> **ACTIVITY LIST**
A – Please copy part of the text on trial security and police reform word for word, beginning at the words "Despite sound-bite reassurances" and stopping after "climate of fear.".
B – Carry the text on trial security and police reform forward from its last sentence.

Despite sound-bite reassurances about security preparations, many local residents are preparing for trouble. In this bizarre and edgy atmosphere, one neighborhood association leader is negotiating with a network of armed neighbors, cautioning them against vigilantism, and asking them to avoid confrontation, yet stand guard while an unarmed person deals with a perceived threat. Another neighborhood leader believes “the misperception of danger has gotten out of hand” and that the City’s heavy-handed preparation is creating a climate of fear.
Some shop owners, both downtown and in the neighborhoods ravaged by the May riots, have already boarded up windows and are considering closures or reduced hours, a painful economic prospect for small enterprises just coming out of Covid–19 closures and restrictions. Others are trying to create a sense of calm, planning to keep display windows open and conduct business as usual. City officials and law enforcement have sent them confusing messages, one suggesting they board up and check their insurance policies, another assuring them that preparedness will keep their stores and employees safe.
Meanwhile, a proposed charter amendment is making its way through the City Council, with the intention of placing it on the ballot next fall. The amendment calls for moving the police into a Department of Public Safety and removing the requirement for a minimum number of police. This amendment, highly controversial and frequently misrepresented as defunding or abolishing the police, would take control of the police out of the mayor’s hands. Oversight would be shared by the major and thirteen Council members.
Many of us calling for police reform don’t support the proposed new department because it dilutes accountability—and because nobody knows what it would actually be or do. This major shift in accountability and power is being debated while Chauvin, and by implication the nature of policing, is being tried as millions watch via livestreaming.

> **MATERIAL SUPPLIED**
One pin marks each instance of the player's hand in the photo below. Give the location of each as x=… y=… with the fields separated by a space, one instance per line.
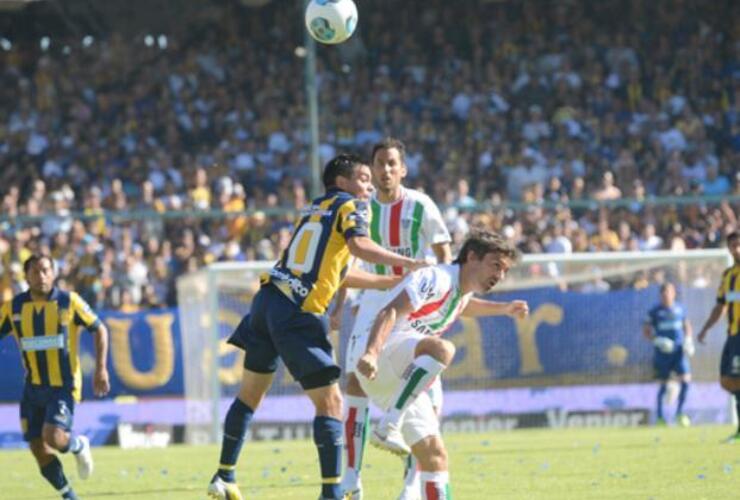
x=335 y=320
x=367 y=365
x=702 y=336
x=101 y=382
x=417 y=264
x=517 y=309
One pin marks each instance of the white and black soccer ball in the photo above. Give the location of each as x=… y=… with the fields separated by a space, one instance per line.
x=331 y=21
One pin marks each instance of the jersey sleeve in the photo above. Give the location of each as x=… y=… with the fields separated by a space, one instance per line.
x=723 y=286
x=434 y=227
x=648 y=320
x=353 y=219
x=82 y=313
x=6 y=316
x=424 y=285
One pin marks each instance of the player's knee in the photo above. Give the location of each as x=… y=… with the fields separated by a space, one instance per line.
x=435 y=456
x=328 y=401
x=353 y=386
x=41 y=451
x=440 y=349
x=54 y=437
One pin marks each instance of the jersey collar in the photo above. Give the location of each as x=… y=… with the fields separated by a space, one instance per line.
x=374 y=197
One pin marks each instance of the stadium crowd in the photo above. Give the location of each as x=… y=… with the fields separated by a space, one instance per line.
x=528 y=102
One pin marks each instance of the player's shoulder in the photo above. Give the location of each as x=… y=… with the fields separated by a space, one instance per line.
x=437 y=277
x=343 y=198
x=729 y=271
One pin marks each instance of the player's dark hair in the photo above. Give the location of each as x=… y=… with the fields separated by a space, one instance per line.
x=37 y=257
x=482 y=242
x=390 y=143
x=341 y=165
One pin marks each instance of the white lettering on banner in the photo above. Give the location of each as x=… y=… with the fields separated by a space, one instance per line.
x=42 y=343
x=670 y=325
x=624 y=418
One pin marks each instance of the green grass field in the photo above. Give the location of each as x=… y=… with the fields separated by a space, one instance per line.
x=645 y=463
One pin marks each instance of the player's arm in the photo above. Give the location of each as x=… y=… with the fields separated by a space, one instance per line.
x=101 y=382
x=443 y=252
x=688 y=330
x=359 y=278
x=647 y=330
x=481 y=307
x=688 y=342
x=85 y=316
x=714 y=316
x=398 y=307
x=366 y=249
x=5 y=318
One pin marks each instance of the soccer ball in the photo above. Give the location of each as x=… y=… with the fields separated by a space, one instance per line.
x=331 y=21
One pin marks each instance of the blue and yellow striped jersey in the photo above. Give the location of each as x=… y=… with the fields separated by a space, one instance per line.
x=312 y=267
x=48 y=336
x=729 y=294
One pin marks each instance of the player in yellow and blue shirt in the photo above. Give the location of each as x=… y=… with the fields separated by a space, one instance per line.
x=47 y=322
x=728 y=299
x=668 y=328
x=288 y=319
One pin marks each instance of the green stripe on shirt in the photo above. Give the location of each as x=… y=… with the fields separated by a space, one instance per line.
x=375 y=230
x=415 y=226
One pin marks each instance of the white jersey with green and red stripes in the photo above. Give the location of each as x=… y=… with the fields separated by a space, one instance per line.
x=436 y=298
x=408 y=227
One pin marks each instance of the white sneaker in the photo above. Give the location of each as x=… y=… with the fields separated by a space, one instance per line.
x=387 y=436
x=84 y=459
x=221 y=490
x=353 y=491
x=410 y=493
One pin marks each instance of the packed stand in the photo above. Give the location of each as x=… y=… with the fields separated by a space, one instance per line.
x=510 y=111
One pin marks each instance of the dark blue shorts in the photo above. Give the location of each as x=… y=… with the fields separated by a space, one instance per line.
x=276 y=327
x=50 y=405
x=730 y=364
x=676 y=362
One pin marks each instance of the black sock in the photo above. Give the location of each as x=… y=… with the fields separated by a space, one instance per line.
x=54 y=473
x=235 y=427
x=328 y=436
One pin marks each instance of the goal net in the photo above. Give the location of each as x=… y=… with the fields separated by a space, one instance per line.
x=584 y=328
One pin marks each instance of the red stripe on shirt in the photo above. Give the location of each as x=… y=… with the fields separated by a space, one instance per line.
x=431 y=491
x=394 y=236
x=429 y=308
x=349 y=436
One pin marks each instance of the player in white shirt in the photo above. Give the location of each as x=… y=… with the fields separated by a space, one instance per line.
x=407 y=222
x=404 y=351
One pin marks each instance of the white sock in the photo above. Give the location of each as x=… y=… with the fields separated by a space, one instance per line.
x=417 y=378
x=435 y=485
x=411 y=474
x=355 y=434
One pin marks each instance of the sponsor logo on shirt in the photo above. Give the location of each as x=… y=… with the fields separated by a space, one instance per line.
x=42 y=343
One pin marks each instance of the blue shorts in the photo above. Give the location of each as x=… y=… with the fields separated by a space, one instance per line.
x=676 y=362
x=730 y=364
x=276 y=327
x=45 y=405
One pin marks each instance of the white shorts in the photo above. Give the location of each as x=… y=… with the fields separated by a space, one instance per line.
x=370 y=302
x=420 y=419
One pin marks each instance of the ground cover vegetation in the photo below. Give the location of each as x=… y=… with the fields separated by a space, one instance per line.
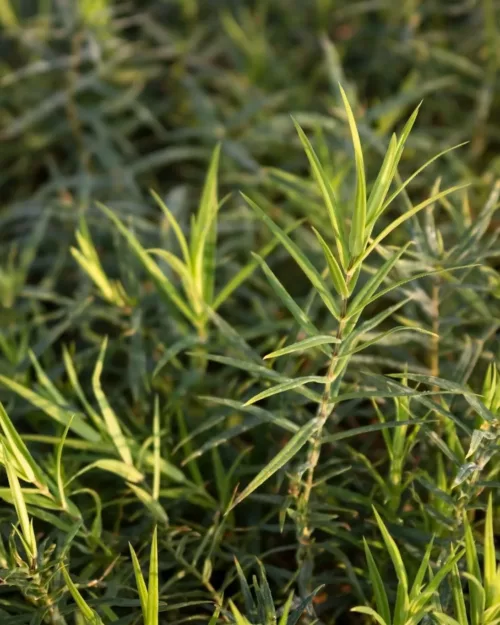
x=249 y=308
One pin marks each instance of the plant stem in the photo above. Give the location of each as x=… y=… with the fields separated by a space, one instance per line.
x=434 y=359
x=305 y=559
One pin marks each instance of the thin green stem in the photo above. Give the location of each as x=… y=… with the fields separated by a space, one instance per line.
x=305 y=558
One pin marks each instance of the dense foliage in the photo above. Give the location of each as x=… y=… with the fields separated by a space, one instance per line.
x=249 y=307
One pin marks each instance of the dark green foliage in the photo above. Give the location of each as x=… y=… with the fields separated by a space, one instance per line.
x=248 y=344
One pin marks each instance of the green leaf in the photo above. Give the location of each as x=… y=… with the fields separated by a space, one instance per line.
x=285 y=386
x=476 y=592
x=378 y=586
x=245 y=589
x=110 y=418
x=204 y=233
x=422 y=570
x=383 y=182
x=58 y=413
x=358 y=225
x=91 y=617
x=458 y=597
x=247 y=270
x=155 y=508
x=297 y=612
x=75 y=383
x=370 y=612
x=293 y=446
x=140 y=583
x=301 y=346
x=417 y=172
x=402 y=218
x=490 y=565
x=19 y=451
x=123 y=470
x=327 y=193
x=362 y=298
x=163 y=284
x=396 y=285
x=286 y=609
x=20 y=506
x=383 y=335
x=181 y=239
x=298 y=314
x=153 y=583
x=333 y=267
x=393 y=550
x=299 y=257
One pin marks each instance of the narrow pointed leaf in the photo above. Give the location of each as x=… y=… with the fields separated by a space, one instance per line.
x=301 y=346
x=379 y=592
x=327 y=193
x=333 y=267
x=109 y=416
x=300 y=258
x=163 y=284
x=140 y=583
x=358 y=225
x=285 y=386
x=293 y=446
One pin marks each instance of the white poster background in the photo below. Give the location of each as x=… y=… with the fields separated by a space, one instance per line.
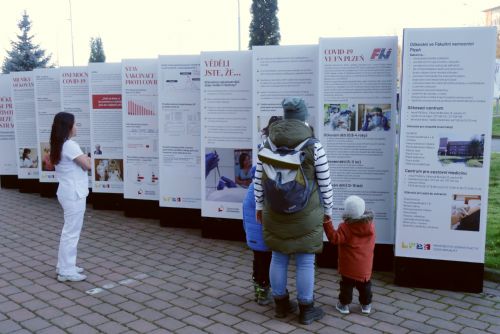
x=279 y=72
x=23 y=101
x=140 y=128
x=8 y=158
x=75 y=100
x=179 y=131
x=356 y=76
x=47 y=105
x=106 y=127
x=444 y=161
x=226 y=118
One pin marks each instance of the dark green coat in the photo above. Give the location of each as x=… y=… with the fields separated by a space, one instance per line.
x=299 y=232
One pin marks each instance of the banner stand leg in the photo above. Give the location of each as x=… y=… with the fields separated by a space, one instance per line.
x=107 y=201
x=180 y=217
x=9 y=181
x=29 y=186
x=383 y=259
x=135 y=208
x=439 y=274
x=224 y=229
x=48 y=189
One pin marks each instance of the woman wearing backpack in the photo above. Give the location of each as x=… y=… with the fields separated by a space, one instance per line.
x=299 y=233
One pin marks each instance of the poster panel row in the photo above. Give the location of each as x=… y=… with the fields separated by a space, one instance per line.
x=184 y=130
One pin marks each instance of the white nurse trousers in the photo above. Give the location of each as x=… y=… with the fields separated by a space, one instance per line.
x=74 y=211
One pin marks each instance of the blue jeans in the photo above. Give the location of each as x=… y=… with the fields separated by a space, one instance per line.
x=304 y=275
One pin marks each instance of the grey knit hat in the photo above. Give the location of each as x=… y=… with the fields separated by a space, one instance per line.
x=294 y=108
x=354 y=207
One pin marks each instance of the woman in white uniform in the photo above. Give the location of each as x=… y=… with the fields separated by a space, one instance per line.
x=71 y=170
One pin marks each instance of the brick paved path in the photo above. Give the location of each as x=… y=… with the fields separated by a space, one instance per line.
x=149 y=279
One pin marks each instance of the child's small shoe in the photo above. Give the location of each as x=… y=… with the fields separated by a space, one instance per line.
x=263 y=295
x=344 y=309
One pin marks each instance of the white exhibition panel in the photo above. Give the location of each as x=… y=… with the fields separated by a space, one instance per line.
x=8 y=158
x=47 y=105
x=357 y=90
x=106 y=136
x=23 y=101
x=75 y=100
x=226 y=132
x=179 y=131
x=140 y=128
x=444 y=161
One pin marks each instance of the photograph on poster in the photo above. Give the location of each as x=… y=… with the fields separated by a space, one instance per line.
x=465 y=212
x=225 y=179
x=97 y=150
x=263 y=123
x=339 y=117
x=467 y=152
x=110 y=170
x=374 y=117
x=47 y=165
x=28 y=157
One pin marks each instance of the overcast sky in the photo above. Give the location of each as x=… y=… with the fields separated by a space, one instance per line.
x=147 y=28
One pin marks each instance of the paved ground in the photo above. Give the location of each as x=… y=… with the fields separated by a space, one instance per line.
x=149 y=279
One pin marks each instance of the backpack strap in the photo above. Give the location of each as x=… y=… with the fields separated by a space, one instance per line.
x=305 y=143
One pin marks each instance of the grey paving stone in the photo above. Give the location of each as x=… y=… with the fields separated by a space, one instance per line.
x=112 y=327
x=390 y=328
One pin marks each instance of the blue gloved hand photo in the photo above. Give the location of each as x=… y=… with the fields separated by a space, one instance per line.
x=211 y=162
x=229 y=183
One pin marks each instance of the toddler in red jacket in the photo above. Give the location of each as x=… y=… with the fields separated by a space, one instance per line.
x=355 y=238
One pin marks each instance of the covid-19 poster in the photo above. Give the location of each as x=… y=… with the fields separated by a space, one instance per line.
x=23 y=101
x=226 y=132
x=75 y=100
x=179 y=131
x=140 y=128
x=357 y=113
x=279 y=72
x=47 y=105
x=444 y=160
x=8 y=158
x=106 y=136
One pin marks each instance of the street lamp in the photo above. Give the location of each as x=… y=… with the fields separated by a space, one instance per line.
x=239 y=34
x=71 y=25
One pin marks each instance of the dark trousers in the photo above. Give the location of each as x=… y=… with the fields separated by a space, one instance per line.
x=364 y=288
x=261 y=263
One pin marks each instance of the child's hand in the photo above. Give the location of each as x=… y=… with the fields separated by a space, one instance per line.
x=258 y=216
x=327 y=219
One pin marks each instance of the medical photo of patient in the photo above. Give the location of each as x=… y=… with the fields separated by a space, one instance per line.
x=227 y=174
x=339 y=117
x=466 y=212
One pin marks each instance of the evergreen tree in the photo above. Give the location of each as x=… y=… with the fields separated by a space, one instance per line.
x=96 y=51
x=24 y=56
x=264 y=28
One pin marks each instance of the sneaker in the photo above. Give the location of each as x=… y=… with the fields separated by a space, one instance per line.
x=344 y=309
x=71 y=278
x=79 y=270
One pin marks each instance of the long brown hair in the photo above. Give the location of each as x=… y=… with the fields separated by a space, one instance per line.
x=61 y=129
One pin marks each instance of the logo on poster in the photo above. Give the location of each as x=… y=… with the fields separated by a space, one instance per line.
x=415 y=245
x=381 y=54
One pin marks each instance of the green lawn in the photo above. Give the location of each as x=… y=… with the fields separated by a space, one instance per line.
x=493 y=228
x=496 y=127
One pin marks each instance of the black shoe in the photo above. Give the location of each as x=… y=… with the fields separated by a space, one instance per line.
x=309 y=313
x=284 y=306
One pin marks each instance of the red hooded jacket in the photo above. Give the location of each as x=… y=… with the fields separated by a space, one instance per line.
x=356 y=242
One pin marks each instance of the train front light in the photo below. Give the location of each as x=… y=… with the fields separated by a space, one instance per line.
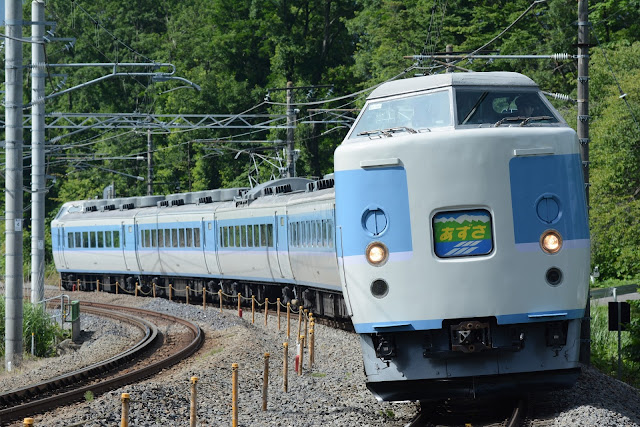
x=551 y=241
x=377 y=253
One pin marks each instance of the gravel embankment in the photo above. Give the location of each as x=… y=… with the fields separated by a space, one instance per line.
x=332 y=394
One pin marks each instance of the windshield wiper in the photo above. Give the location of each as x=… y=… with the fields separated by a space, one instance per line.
x=387 y=132
x=524 y=120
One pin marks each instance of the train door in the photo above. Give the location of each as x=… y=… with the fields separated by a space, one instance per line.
x=209 y=245
x=282 y=246
x=123 y=243
x=272 y=252
x=61 y=243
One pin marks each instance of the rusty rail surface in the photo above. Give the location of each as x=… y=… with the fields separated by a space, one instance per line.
x=44 y=396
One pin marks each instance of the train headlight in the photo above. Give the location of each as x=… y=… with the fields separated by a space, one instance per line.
x=377 y=253
x=551 y=241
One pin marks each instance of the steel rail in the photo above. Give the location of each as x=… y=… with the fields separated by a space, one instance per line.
x=83 y=375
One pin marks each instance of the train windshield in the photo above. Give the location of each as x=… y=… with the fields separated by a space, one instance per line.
x=412 y=114
x=502 y=108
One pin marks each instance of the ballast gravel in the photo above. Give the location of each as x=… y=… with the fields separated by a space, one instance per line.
x=332 y=393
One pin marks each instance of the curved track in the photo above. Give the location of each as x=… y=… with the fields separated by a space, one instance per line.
x=103 y=376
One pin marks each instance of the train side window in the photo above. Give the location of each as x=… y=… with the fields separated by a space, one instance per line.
x=196 y=237
x=270 y=235
x=249 y=235
x=243 y=236
x=154 y=238
x=161 y=238
x=189 y=237
x=263 y=234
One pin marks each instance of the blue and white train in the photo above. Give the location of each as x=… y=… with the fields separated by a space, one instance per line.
x=456 y=239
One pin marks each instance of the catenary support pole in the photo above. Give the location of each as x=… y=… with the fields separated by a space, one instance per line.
x=13 y=185
x=38 y=189
x=583 y=137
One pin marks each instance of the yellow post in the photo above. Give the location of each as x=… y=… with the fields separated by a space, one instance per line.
x=285 y=368
x=234 y=395
x=253 y=309
x=306 y=324
x=265 y=382
x=300 y=354
x=288 y=319
x=194 y=394
x=300 y=313
x=124 y=421
x=311 y=338
x=278 y=310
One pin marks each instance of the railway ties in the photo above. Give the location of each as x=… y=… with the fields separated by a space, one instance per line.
x=487 y=412
x=127 y=367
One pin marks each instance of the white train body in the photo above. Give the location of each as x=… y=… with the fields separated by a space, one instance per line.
x=462 y=298
x=456 y=239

> **ANSWERS FOR EACH ITEM**
A –
Despite sound-bite reassurances about security preparations, many local residents are preparing for trouble. In this bizarre and edgy atmosphere, one neighborhood association leader is negotiating with a network of armed neighbors, cautioning them against vigilantism, and asking them to avoid confrontation, yet stand guard while an unarmed person deals with a perceived threat. Another neighborhood leader believes “the misperception of danger has gotten out of hand” and that the City’s heavy-handed preparation is creating a climate of fear.

B –
I’m a pacifist. I don’t believe guns solve problems. I’m also, most days, a realist. We live in a violent, gun-crazed country, riven by economic and racial injustice. Most of us have neither the temperament nor the training to break up a fight that involves weapons. Until such time when we can effectively address the underlying causes of crime, we will rely on police. The question for now is how to better recruit, train and, most critically, hold them accountable.
As you consider how to exercise your citizenship and protect your right to free speech, keep a watchful eye on Minneapolis. If our elected leadership again fails to balance civil rights with public safety, or if the judge and jury disappoint the people looking to the Chauvin trial for a small measure of justice, if voices of dissent (from any perspective) are suppressed, the resulting fury could again erupt nationwide. Having just (barely) squeezed ourselves out of Trumplandia, we may wake to another nightmare of intense, combative civil discord met by harsh policing and increased civilian surveillance.